WORK INSTRUCTIONS: Every line from the line containing "Would you point out the dark pan" through the final line below is to be repeated exactly; no other line is.
begin RECORD EXCERPTS
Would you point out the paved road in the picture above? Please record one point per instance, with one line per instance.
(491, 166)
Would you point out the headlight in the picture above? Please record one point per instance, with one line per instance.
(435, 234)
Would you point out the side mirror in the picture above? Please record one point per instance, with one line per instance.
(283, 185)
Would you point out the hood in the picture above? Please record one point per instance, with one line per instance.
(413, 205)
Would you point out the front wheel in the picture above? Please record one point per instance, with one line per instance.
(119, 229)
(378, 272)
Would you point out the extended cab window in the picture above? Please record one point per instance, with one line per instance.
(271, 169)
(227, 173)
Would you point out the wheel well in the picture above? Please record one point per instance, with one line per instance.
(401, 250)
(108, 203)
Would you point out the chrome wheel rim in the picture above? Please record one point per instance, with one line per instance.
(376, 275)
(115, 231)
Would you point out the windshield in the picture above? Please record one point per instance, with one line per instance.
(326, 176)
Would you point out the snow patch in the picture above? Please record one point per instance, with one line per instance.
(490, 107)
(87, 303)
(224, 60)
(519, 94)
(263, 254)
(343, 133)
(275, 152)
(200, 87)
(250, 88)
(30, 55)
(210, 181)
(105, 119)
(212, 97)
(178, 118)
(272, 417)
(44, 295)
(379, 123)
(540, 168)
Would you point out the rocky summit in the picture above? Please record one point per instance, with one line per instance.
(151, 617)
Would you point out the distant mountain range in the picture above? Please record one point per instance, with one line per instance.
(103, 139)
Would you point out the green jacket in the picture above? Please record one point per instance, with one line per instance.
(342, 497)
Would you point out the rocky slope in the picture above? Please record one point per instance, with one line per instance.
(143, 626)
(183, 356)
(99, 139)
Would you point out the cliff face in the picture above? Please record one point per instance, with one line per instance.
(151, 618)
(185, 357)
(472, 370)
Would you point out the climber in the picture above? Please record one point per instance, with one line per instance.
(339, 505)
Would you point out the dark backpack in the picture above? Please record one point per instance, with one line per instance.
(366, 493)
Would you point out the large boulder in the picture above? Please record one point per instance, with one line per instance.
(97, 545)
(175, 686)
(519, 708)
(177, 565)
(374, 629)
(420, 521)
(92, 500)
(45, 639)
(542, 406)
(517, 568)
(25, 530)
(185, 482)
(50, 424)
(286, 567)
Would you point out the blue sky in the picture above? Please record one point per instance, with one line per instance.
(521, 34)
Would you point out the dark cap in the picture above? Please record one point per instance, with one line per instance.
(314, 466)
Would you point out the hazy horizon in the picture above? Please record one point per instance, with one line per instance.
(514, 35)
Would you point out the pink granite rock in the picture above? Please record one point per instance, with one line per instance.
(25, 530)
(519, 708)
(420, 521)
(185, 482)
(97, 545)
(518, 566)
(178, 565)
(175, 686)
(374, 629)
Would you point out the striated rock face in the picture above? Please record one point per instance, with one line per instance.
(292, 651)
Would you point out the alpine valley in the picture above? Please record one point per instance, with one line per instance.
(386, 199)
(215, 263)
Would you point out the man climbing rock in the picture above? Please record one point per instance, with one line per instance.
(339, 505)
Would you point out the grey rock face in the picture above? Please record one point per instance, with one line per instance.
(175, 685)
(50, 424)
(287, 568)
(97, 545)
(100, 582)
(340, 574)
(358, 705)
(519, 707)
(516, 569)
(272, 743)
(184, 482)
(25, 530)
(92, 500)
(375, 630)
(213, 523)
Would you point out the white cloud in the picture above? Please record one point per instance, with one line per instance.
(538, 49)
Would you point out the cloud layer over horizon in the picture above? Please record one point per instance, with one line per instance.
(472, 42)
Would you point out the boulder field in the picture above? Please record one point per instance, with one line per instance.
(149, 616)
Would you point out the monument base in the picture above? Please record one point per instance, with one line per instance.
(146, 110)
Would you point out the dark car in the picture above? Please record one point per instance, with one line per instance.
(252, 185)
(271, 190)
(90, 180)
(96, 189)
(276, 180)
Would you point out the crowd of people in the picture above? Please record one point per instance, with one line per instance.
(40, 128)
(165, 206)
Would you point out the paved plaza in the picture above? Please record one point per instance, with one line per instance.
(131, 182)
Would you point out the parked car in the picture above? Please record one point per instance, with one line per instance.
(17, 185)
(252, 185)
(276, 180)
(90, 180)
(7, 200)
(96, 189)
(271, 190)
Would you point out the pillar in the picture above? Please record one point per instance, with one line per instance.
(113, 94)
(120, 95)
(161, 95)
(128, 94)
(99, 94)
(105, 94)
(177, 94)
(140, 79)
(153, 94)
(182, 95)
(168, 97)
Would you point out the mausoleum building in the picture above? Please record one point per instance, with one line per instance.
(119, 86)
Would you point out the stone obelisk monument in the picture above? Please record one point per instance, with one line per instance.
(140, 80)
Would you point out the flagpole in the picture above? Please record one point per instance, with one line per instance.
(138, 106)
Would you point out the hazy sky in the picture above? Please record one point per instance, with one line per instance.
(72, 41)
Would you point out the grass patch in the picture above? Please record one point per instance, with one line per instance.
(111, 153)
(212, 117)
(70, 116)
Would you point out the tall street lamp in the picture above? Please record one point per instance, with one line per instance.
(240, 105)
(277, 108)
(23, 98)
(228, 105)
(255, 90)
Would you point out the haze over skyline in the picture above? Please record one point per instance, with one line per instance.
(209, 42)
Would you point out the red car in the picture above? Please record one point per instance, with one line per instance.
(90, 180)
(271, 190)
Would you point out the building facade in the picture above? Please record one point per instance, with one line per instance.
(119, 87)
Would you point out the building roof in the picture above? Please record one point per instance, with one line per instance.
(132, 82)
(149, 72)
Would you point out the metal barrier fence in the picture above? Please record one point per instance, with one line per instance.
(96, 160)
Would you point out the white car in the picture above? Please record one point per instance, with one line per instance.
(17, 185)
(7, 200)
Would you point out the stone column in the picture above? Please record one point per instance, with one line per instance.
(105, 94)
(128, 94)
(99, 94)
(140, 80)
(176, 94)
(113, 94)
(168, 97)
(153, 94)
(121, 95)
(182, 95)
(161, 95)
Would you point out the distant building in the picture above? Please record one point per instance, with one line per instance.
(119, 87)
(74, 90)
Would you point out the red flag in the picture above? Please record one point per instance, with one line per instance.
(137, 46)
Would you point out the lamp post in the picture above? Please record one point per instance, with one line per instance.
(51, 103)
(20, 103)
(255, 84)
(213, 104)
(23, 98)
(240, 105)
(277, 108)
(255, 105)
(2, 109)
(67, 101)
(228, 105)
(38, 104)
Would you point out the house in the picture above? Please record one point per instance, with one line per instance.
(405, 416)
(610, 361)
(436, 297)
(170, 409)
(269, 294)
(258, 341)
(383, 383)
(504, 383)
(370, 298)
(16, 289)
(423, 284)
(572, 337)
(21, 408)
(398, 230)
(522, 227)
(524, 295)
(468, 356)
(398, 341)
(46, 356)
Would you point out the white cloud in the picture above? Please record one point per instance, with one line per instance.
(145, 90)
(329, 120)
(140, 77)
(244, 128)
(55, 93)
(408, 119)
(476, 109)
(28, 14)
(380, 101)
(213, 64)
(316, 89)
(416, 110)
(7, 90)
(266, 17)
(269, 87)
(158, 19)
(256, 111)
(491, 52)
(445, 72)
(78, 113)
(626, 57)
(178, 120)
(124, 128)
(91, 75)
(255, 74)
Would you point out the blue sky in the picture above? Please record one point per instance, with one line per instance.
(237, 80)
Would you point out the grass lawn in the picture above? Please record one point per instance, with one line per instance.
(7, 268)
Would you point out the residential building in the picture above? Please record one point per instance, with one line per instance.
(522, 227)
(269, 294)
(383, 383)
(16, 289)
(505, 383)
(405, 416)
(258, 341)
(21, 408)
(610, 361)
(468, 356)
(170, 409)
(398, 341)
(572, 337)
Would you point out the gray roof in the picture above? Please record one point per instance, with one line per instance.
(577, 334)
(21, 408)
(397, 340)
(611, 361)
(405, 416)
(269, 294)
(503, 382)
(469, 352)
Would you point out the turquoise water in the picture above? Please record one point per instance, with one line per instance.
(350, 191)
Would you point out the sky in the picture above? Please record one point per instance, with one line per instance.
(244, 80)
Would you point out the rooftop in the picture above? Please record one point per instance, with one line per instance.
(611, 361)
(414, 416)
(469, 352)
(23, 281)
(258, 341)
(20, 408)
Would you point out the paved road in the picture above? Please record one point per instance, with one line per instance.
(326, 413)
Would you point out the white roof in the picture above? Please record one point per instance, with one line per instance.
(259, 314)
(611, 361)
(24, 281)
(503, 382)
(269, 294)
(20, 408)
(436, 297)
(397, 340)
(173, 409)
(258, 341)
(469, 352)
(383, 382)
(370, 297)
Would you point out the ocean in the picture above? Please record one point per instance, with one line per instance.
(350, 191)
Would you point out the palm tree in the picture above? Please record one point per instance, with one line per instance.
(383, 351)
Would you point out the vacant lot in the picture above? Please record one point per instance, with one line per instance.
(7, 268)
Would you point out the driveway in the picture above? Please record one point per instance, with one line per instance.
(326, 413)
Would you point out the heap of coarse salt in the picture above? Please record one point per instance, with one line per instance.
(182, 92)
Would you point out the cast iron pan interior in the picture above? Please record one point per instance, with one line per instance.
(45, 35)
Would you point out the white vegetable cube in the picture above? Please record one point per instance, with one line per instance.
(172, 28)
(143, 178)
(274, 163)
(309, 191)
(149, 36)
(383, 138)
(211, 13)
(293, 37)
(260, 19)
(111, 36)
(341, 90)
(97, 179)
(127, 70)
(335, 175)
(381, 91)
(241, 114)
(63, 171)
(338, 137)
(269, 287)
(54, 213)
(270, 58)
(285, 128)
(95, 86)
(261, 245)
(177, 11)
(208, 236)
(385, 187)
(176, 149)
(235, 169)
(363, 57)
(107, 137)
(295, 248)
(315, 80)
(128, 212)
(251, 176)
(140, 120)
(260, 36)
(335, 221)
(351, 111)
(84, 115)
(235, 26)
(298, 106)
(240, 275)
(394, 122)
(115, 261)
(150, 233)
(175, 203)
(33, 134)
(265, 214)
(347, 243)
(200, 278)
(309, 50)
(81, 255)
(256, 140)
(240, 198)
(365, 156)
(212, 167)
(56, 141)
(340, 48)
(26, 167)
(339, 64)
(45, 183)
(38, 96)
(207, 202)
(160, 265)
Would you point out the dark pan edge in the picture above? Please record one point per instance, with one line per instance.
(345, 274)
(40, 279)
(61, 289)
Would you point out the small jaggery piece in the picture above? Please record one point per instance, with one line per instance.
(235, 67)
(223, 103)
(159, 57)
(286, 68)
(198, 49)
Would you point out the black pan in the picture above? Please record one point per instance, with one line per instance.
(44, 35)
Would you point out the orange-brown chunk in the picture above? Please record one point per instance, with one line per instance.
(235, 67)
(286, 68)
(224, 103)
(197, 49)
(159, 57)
end RECORD EXCERPTS
WRITTEN SOLUTION:
Would you point out the dark pan edge in the picture above? Please record one point per instance, with one line per instance.
(345, 274)
(40, 279)
(61, 289)
Would you point out the small jaggery piece in the picture above? Please record one point per instance, with one line per instance.
(235, 67)
(223, 103)
(159, 57)
(286, 68)
(198, 49)
Would you point out the black pan in the picture above? Please record one point per instance, with one line per instance.
(44, 35)
Would you point out the orange-brown chunk in the picture above? Please record one point per instance, with one line per instance.
(235, 67)
(286, 68)
(224, 103)
(197, 49)
(159, 57)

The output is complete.